▸ **INPUT FOR THIS TASK**
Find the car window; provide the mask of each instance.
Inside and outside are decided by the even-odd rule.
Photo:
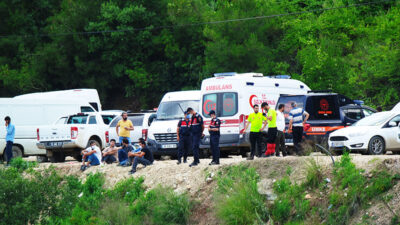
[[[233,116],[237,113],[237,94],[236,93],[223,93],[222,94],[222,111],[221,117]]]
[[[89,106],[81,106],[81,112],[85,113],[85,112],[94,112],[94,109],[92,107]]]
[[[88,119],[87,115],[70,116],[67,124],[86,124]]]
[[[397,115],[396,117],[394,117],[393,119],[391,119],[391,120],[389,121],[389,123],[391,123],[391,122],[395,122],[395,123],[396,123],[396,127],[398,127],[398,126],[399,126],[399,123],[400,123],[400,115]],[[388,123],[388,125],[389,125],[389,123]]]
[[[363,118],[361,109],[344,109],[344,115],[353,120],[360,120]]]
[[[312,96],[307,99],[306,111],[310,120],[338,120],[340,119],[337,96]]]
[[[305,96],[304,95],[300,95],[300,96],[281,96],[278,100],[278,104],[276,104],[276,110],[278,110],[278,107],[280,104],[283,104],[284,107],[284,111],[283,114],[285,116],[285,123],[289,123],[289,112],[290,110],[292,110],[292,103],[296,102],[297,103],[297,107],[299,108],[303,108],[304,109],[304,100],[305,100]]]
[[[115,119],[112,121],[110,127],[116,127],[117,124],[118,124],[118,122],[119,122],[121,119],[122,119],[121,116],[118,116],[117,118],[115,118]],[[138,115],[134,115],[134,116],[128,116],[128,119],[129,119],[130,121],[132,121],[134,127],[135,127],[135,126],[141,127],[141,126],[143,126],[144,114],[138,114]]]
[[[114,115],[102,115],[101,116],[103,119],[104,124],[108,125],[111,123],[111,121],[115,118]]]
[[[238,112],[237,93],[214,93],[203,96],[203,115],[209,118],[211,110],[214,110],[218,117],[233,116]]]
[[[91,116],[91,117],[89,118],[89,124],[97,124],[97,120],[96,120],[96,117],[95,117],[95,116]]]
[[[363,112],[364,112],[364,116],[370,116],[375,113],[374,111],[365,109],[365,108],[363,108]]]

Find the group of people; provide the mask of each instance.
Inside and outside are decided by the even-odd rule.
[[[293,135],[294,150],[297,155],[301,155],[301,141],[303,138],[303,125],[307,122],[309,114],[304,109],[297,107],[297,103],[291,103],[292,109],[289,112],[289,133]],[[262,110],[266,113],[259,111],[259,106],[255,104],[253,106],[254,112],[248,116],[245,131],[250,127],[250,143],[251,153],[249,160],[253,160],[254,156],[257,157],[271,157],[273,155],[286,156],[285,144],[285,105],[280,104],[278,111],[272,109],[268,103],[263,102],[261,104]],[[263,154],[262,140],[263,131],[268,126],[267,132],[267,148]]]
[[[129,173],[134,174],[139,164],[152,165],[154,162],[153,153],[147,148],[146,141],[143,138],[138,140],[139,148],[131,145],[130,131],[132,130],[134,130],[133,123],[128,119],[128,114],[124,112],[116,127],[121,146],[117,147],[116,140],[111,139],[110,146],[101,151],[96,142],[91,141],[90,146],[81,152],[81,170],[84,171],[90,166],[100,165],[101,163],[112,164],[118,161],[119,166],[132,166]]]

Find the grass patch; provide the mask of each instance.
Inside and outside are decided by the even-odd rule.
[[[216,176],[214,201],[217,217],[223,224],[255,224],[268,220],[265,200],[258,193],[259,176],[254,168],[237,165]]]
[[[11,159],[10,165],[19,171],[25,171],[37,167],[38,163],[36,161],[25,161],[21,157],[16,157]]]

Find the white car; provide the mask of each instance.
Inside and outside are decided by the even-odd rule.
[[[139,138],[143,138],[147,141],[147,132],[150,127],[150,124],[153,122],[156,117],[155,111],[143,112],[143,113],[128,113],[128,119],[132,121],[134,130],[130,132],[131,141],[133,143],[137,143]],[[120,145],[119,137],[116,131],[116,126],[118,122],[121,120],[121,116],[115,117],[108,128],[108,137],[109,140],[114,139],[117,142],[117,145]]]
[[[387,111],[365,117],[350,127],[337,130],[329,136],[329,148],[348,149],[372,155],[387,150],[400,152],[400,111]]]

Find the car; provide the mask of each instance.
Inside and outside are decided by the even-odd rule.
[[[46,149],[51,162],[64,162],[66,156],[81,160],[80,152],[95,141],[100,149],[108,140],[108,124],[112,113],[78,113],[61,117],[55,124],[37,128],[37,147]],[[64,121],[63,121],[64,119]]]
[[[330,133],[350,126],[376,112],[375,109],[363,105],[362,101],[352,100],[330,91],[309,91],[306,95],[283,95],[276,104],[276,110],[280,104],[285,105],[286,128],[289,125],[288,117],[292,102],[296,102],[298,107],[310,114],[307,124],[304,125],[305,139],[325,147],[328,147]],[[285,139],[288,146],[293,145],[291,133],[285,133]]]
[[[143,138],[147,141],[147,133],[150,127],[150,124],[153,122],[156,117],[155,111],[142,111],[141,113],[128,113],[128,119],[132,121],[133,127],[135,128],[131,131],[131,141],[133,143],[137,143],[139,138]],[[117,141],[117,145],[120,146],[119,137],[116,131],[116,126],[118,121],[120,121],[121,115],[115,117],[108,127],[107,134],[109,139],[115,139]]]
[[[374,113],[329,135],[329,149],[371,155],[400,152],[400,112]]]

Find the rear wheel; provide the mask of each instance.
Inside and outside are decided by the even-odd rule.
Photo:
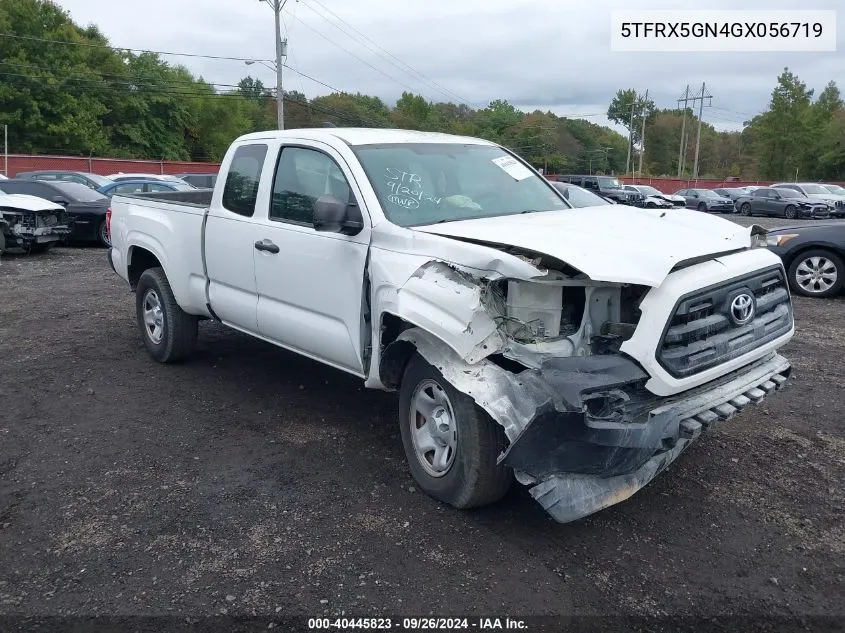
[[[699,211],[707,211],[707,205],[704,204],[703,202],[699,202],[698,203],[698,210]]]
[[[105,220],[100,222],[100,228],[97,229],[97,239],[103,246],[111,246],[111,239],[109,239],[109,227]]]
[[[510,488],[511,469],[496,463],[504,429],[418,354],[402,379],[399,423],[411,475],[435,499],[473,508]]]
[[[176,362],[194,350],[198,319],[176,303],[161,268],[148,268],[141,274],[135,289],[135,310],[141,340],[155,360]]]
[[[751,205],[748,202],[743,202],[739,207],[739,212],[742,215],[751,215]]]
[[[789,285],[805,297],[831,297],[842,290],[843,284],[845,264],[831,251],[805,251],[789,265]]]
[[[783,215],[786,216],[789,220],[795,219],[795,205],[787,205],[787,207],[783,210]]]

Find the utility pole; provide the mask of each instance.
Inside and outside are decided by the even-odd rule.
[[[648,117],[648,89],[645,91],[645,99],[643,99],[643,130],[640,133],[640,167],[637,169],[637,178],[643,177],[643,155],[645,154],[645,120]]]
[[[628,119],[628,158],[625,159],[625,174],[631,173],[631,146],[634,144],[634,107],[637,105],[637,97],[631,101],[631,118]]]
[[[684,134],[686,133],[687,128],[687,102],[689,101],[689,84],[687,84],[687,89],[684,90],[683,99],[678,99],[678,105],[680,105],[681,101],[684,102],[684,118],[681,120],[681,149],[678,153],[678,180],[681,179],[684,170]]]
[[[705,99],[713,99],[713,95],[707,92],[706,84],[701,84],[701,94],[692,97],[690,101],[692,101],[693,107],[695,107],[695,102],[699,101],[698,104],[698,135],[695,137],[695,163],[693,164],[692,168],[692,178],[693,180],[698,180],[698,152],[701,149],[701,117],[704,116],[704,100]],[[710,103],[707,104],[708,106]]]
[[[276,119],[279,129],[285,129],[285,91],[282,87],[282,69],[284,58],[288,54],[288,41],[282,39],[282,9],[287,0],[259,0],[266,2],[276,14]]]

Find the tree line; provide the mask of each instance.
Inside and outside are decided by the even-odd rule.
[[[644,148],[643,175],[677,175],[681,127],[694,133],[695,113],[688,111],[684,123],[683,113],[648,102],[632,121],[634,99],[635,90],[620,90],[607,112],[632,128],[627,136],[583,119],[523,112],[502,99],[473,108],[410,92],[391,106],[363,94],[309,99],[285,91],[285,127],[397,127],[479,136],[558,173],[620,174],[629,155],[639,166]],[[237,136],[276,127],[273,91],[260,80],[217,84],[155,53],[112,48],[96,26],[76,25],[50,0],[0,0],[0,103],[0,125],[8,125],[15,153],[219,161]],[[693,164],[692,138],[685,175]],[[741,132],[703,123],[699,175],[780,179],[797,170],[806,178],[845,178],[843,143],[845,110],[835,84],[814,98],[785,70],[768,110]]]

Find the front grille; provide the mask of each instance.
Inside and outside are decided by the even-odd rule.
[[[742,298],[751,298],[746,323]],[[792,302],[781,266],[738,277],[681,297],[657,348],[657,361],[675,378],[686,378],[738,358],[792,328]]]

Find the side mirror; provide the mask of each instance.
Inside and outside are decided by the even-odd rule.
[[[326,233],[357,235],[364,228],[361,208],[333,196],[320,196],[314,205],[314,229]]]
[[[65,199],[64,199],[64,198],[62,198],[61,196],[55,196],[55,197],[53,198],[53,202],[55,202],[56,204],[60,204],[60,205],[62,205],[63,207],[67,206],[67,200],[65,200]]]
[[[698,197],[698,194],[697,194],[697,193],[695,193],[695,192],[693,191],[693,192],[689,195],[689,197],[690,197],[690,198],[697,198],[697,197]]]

▸ **ASSIGNMENT**
Could the lines from the first entry through the line that contains "Find the group" be copied exactly, with all pictures left out?

▸ **ANSWER TO THIS TASK**
Find the car window; provide the mask of each instance.
Inside and outside are decided by the even-odd rule.
Photo:
[[[233,116],[237,113],[237,94],[236,93],[223,93],[222,94],[222,111],[221,117]]]
[[[89,106],[81,106],[81,112],[85,113],[85,112],[94,112],[94,109],[92,107]]]
[[[88,119],[87,115],[70,116],[67,124],[86,124]]]
[[[397,115],[396,117],[394,117],[393,119],[391,119],[391,120],[389,121],[389,123],[391,123],[391,122],[395,122],[395,123],[396,123],[396,127],[398,127],[398,126],[399,126],[399,123],[400,123],[400,115]],[[388,123],[388,125],[389,125],[389,123]]]
[[[363,118],[361,109],[344,109],[344,115],[353,120],[360,120]]]
[[[312,96],[307,99],[306,111],[310,120],[338,120],[340,119],[337,96]]]
[[[305,96],[304,95],[300,95],[300,96],[281,96],[278,100],[278,104],[276,104],[276,110],[278,110],[278,107],[280,104],[283,104],[284,107],[284,111],[283,114],[285,116],[285,123],[289,123],[289,112],[290,110],[292,110],[292,103],[296,102],[297,103],[297,107],[299,108],[303,108],[304,109],[304,100],[305,100]]]
[[[115,119],[112,121],[110,127],[116,127],[117,124],[118,124],[118,122],[119,122],[121,119],[122,119],[121,116],[118,116],[117,118],[115,118]],[[138,115],[134,115],[134,116],[128,116],[128,119],[129,119],[130,121],[132,121],[134,127],[135,127],[135,126],[141,127],[141,126],[143,126],[144,114],[138,114]]]
[[[114,115],[102,115],[101,116],[103,119],[104,124],[108,125],[111,123],[111,121],[115,118]]]
[[[238,112],[237,93],[214,93],[203,96],[203,115],[209,118],[211,110],[214,110],[218,117],[233,116]]]
[[[91,116],[91,117],[89,118],[89,124],[97,124],[97,120],[96,120],[96,117],[95,117],[95,116]]]
[[[363,112],[364,112],[364,116],[370,116],[375,113],[374,111],[365,109],[365,108],[363,108]]]

Find the group of people; provide the mask of each instance.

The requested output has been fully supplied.